I'd like every record given again exactly, please.
++++++++
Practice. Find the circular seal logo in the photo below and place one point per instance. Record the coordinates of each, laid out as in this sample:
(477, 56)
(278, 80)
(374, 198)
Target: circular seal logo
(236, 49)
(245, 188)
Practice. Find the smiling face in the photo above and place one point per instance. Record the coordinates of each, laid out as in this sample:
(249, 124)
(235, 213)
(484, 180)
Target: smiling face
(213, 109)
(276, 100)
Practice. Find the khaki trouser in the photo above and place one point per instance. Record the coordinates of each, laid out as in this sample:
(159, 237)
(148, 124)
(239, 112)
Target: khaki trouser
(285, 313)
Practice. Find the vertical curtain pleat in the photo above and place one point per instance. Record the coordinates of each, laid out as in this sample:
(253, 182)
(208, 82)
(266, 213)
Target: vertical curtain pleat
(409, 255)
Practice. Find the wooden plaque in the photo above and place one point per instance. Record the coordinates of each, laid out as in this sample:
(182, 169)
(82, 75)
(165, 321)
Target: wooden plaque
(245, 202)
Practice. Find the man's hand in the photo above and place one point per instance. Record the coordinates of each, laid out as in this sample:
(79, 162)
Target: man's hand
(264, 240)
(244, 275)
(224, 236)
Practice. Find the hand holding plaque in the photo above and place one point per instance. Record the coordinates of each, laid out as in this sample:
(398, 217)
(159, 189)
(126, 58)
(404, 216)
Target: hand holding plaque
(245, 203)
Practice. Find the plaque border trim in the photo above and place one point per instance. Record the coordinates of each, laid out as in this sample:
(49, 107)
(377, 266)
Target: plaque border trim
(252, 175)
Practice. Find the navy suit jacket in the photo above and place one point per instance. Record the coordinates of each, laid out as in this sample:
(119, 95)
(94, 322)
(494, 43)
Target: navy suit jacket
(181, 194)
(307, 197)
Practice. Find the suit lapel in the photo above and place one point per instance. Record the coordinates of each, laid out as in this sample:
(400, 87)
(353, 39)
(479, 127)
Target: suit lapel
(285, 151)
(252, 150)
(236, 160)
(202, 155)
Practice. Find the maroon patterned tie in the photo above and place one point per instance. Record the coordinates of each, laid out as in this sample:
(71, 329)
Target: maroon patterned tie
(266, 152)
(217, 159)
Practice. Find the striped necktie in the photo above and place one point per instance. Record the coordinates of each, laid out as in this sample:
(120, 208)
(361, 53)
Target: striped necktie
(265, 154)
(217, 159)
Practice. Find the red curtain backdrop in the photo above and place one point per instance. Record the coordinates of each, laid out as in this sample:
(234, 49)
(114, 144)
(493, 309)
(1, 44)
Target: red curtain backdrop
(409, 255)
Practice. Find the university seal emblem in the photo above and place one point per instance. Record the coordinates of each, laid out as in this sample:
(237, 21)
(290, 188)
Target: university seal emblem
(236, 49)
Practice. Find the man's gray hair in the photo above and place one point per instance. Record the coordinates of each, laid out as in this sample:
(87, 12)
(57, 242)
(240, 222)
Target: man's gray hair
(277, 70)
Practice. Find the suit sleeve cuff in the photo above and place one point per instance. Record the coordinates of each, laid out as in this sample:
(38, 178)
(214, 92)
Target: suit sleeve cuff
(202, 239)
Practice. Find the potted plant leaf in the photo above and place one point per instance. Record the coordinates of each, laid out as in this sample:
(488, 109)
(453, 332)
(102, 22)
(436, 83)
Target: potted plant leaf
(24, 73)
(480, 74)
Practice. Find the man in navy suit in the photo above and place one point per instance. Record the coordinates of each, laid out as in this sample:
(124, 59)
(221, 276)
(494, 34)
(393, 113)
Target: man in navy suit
++++++++
Answer:
Practice. Find the circular seal logo in the photo below and place one point per instance. Record the coordinates of each, laid out as in this sample:
(477, 56)
(278, 80)
(374, 198)
Target: circular seal logo
(236, 49)
(245, 188)
Practice. Find the smiling face in the photo above and place one point per instance. Record the coordinates of each, laid out as in this sample:
(249, 124)
(235, 213)
(484, 180)
Target: smiling face
(213, 109)
(276, 100)
Practice. Find the khaki trouser in the photo above and place one point per instance. Record the coordinates of each, laid out as in this sample:
(159, 237)
(148, 124)
(239, 112)
Target: khaki trouser
(285, 313)
Practice. Find the vertical curtain pleat in the photo above and place one point per instance. Record the coordinates of each, laid out as in this sample:
(253, 182)
(208, 82)
(266, 213)
Target: vertical curtain pleat
(409, 255)
Practice. Find the wooden plaque in the photo above and place one point per instance. Record the coordinates of each, laid out as in this sample:
(182, 169)
(82, 75)
(165, 321)
Target: wooden plaque
(245, 202)
Practice. Find the man's hand in the photo above and place one point per instance. Record the coordinates of each, laid out as in this sample:
(79, 162)
Target: man's hand
(264, 240)
(244, 275)
(224, 236)
Practice. Find the hand holding plaque in the photo above and place one point per instance. Record the coordinates of each, laid out as in this sample:
(398, 217)
(159, 189)
(126, 58)
(404, 216)
Target: hand holding plaque
(245, 203)
Practice. Find the plaque border trim in the photo above and place one point per instance. Record the coordinates of each, laid out as in this sample:
(49, 107)
(377, 266)
Target: plaque border trim
(252, 175)
Practice. Find the navy suit jacket in the photo above and place one point per instance. Record the coordinates of each, laid out as in this sample:
(119, 95)
(94, 322)
(494, 43)
Target: navy suit jacket
(181, 194)
(307, 197)
Practice. Find the suit lapel in the photo above and place one point per instance. Record the coordinates of each, laid out as in this sample:
(400, 87)
(353, 39)
(479, 127)
Target: suit lapel
(285, 151)
(252, 150)
(236, 160)
(202, 155)
Practice. Find the maroon patterned tie in the photo above and place one point per instance. Record the coordinates of each, laid out as in this sample:
(71, 329)
Target: maroon patterned tie
(266, 152)
(217, 159)
Practice. Find the striped necktie in the photo above and place one point per instance. Record the coordinates of each, laid out as in this sample:
(120, 208)
(361, 53)
Target: striped necktie
(265, 154)
(217, 159)
Practice. Find the red curtain backdrop in the photo above and place one point per instance. Record the coordinates of each, laid out as in this sample:
(234, 49)
(114, 144)
(493, 309)
(1, 44)
Target: red curtain backdrop
(409, 255)
Practice. Find the university seal emblem in the photo above and place one point per instance. Record the coordinates of each, laid out as in this sample:
(237, 21)
(290, 188)
Target: university seal emblem
(236, 49)
Practice. Find the man's gray hair in the photo above and place one point per instance. Record the coordinates of each, laid out as in this sample:
(87, 12)
(57, 242)
(240, 222)
Target: man's gray hair
(277, 70)
Practice. Find the suit sleeve cuff in the photo above and place one point per instance. Record the coordinates of each, laid out as in this sample:
(38, 178)
(214, 92)
Target: suit sleeve cuff
(202, 239)
Practice. Find the potted plant leaf in the photo above and place one point per instance. Record the coordinates of each, laid out as in this sample:
(488, 109)
(453, 332)
(102, 22)
(436, 83)
Target: potted plant leaf
(24, 73)
(480, 74)
Practice. Find the man in navy suit in the photo above and place one point per instance. Record the coordinates of each, laid out as in this sample:
(124, 59)
(221, 276)
(494, 34)
(393, 113)
Target: man in navy suit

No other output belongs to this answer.